## GOAL
Take the entries below and reproduce them word for word.

## INPUT RECORDS

▬▬▬▬▬▬▬▬▬▬

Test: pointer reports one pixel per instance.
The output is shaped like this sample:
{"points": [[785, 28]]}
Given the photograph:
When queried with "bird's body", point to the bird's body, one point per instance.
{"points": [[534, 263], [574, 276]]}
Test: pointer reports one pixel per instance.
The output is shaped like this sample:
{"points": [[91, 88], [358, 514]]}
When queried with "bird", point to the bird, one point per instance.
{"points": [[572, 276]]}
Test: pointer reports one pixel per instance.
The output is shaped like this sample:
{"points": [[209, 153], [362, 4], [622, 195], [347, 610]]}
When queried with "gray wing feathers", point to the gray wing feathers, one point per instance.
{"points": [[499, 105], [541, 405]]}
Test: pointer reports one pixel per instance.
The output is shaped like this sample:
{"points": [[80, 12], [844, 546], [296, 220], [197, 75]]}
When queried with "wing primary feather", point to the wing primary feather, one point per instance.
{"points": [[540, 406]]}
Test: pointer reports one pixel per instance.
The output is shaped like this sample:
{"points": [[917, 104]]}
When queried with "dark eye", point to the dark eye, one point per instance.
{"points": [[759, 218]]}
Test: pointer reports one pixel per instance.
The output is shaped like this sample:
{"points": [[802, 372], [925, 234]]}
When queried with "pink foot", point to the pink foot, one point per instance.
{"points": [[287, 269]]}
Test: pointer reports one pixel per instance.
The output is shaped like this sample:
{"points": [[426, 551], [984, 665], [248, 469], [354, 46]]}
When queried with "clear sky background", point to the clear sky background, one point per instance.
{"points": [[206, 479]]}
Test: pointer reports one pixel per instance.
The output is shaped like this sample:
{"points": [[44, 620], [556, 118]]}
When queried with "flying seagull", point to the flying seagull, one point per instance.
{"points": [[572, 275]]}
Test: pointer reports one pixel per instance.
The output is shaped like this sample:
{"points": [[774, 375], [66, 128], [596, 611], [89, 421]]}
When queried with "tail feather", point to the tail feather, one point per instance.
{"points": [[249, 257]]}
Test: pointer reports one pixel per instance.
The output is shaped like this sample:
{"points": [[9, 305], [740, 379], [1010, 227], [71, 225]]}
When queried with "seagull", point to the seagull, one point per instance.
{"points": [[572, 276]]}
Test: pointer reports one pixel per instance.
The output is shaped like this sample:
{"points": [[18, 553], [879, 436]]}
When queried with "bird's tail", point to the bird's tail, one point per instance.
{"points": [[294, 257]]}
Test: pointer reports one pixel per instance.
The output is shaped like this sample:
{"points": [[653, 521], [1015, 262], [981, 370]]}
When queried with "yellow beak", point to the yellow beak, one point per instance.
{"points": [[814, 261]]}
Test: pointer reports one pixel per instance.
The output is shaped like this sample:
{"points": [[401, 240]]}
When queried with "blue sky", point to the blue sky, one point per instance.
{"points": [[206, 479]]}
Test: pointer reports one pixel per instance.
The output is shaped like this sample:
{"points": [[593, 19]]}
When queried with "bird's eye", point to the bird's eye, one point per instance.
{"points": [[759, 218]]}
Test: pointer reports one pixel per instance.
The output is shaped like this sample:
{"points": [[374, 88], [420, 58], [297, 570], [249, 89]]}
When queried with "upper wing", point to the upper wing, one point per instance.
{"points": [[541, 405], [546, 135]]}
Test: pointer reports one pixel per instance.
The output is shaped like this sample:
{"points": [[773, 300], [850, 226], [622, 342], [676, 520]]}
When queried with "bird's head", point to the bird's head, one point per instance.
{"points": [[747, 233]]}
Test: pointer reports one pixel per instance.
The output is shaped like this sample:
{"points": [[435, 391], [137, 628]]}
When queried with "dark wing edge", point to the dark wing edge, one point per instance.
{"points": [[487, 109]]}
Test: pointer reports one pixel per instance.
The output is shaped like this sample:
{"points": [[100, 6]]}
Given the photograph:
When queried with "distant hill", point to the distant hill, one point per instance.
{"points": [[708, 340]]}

▬▬▬▬▬▬▬▬▬▬

## SOLUTION TO THE PROBLEM
Test: pointer reports one pixel per instance.
The output is shaped like this sample:
{"points": [[785, 28]]}
Given the photograph:
When queried with "bird's body", point to the bird's body, one point per instance.
{"points": [[534, 263], [574, 276]]}
Test: pointer reports one pixel per instance.
The output is shaped like this sample:
{"points": [[91, 88], [358, 514]]}
When queried with "bird", point to the bird, one point per instance.
{"points": [[572, 276]]}
Test: pointer reports one pixel per instance.
The output is shaped like this sample:
{"points": [[209, 153], [362, 4], [622, 195], [347, 610]]}
When queried with "gray wing feathers", point to the gray wing feathers, one point per instance.
{"points": [[499, 105], [541, 405]]}
Test: pointer reports one pixel per instance.
The output is shaped like this sample:
{"points": [[80, 12], [844, 546], [296, 220], [197, 75]]}
When queried with "wing primary feather", point to the wing primary feather, one point per instance.
{"points": [[540, 406]]}
Test: pointer reports one pixel per instance.
The output is shaped like this sample:
{"points": [[917, 104]]}
When queried with "dark eye", point to the dark eye, one point per instance.
{"points": [[759, 218]]}
Test: pointer reports one pixel per instance.
The output is shaped like this sample:
{"points": [[802, 372], [925, 234]]}
When queried with "pink foot", point to the pink foot, one point per instance.
{"points": [[287, 269]]}
Test: pointer reports one pixel per instance.
The output is shaped like this sample:
{"points": [[426, 551], [984, 665], [248, 469], [354, 46]]}
When queried with "clear sky background", point to the clear sky background, one point per instance.
{"points": [[206, 479]]}
Test: pointer reports one pixel per instance.
The output is shaped like this sample:
{"points": [[44, 620], [556, 118]]}
When queried with "flying seagull", point to the flying seagull, one point per instance.
{"points": [[572, 275]]}
Test: pointer reports one pixel per instance.
The output is shaped like this sample:
{"points": [[774, 375], [66, 128], [596, 611], [89, 421]]}
When queried with "tail feather", point to the tail feather, one point per instance.
{"points": [[249, 257]]}
Test: pointer reports one pixel per instance.
The output is shaped like this sample:
{"points": [[9, 305], [740, 379], [1010, 227], [71, 225]]}
When queried with "seagull", point to the seagull, one point per instance.
{"points": [[572, 276]]}
Test: pointer reports one pixel per instance.
The output is shaped like this sample:
{"points": [[18, 553], [879, 436]]}
When queried with "bird's tail", point to the bird's tail, one point per instance.
{"points": [[294, 257]]}
Test: pointer reports one pixel per instance.
The output is shaped like this sample:
{"points": [[653, 521], [1015, 262], [981, 370]]}
When queried with "yellow beak", point to the yellow beak, one point per instance.
{"points": [[814, 261]]}
Test: pointer reports one pixel per instance.
The output is shaped like this sample:
{"points": [[401, 240]]}
When queried with "blue sky", point to the blue sky, one point per instance.
{"points": [[206, 479]]}
Test: pointer reports one pixel per instance.
The output is shaped like this sample:
{"points": [[593, 19]]}
When queried with "bird's eye", point to the bird's eye, one point per instance.
{"points": [[759, 218]]}
Test: pointer reports one pixel per instance.
The output is shaped like this sample:
{"points": [[374, 88], [420, 58], [297, 570], [249, 89]]}
When queried with "upper wing", point to the upper wing, one point per instance.
{"points": [[541, 405], [546, 135]]}
Test: pointer reports one pixel per instance.
The output is shaped like this sample:
{"points": [[773, 300], [850, 226], [622, 342], [676, 520]]}
When queried with "bird's head", point to the bird's head, one point per instance.
{"points": [[747, 233]]}
Test: pointer reports one pixel per instance.
The output is shaped like this sample:
{"points": [[435, 391], [137, 628]]}
When queried with "dark wing edge", point to the dark wing edge, one point per instance.
{"points": [[487, 109]]}
Test: pointer reports one pixel per instance.
The output is shaped like this sample:
{"points": [[100, 6]]}
Given the photograph:
When queried with "distant hill", point to the distant hill, one point per instance.
{"points": [[708, 340]]}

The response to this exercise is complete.